══ Provided material

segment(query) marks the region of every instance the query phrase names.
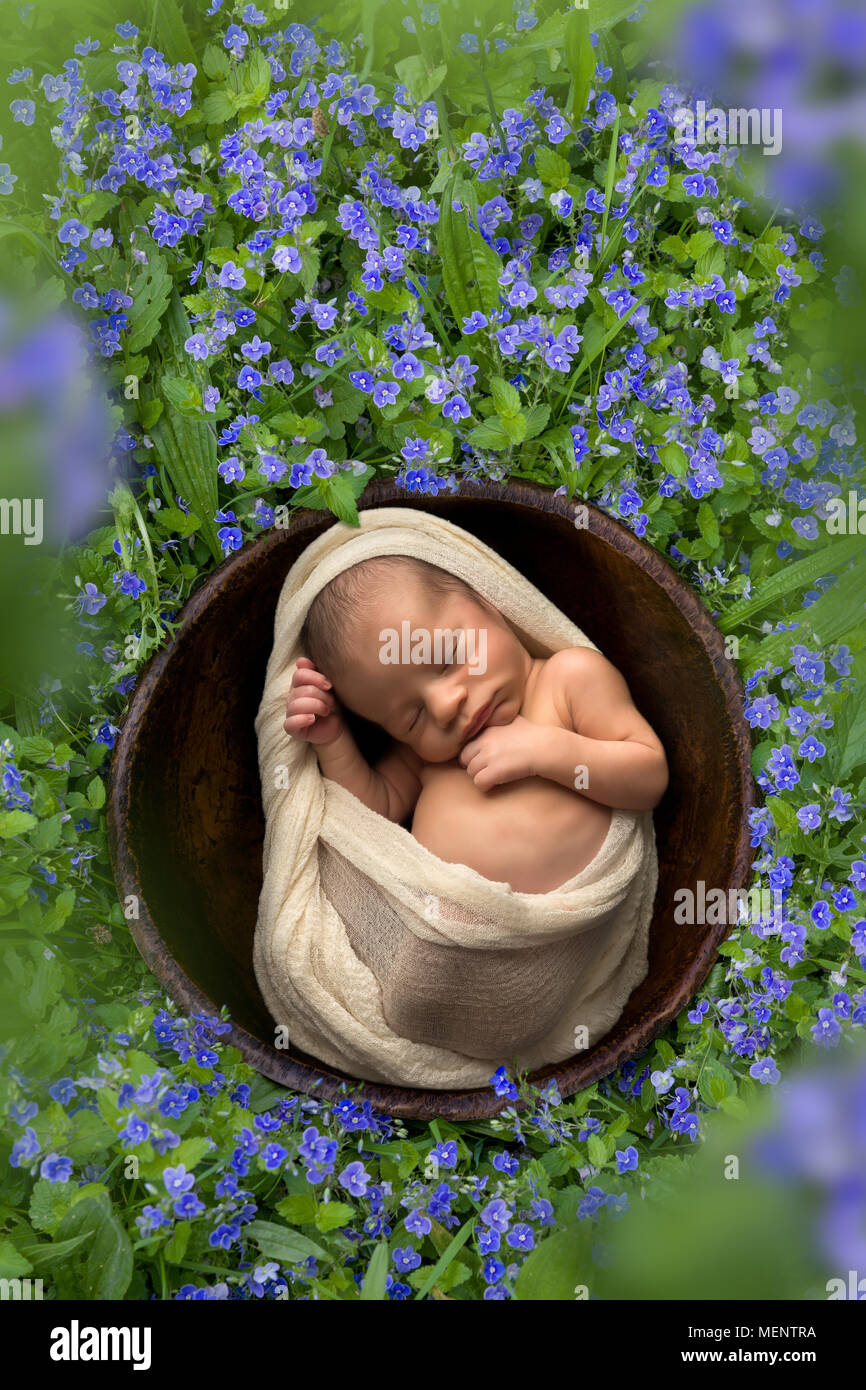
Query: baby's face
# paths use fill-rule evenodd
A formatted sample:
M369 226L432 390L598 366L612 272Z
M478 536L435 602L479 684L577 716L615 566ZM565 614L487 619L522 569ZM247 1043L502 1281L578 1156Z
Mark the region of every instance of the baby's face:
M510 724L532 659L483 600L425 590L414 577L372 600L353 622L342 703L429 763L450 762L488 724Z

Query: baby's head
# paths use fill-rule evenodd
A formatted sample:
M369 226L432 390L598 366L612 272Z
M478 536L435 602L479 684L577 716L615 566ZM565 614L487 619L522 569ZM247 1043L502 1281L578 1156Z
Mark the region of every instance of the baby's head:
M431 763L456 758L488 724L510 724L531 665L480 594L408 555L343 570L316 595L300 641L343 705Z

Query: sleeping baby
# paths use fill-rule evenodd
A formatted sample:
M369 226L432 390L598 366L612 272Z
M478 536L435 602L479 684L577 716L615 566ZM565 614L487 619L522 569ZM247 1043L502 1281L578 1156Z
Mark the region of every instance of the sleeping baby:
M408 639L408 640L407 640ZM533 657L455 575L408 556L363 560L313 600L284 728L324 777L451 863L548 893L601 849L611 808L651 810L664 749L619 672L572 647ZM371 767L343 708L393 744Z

════

▸ **Work to complete**
Everything from the first line of the entries through the line that contains "Query: baby's head" is to be reproduced exactly, except the pictures.

▸ **Solved exercise**
segment(query) marks the region of every instance the query phrase names.
Query: baby's face
# paths use fill-rule evenodd
A formatted sample:
M369 226L432 390L598 366L612 272Z
M478 536L435 602L479 684L577 716L615 566ZM565 614L487 619L522 569ZM247 1043L502 1281L578 1156Z
Mark the region of every instance of the baby's face:
M510 724L532 659L483 600L425 590L414 577L372 600L353 622L342 703L429 763L450 762L488 724Z

Query: baby's head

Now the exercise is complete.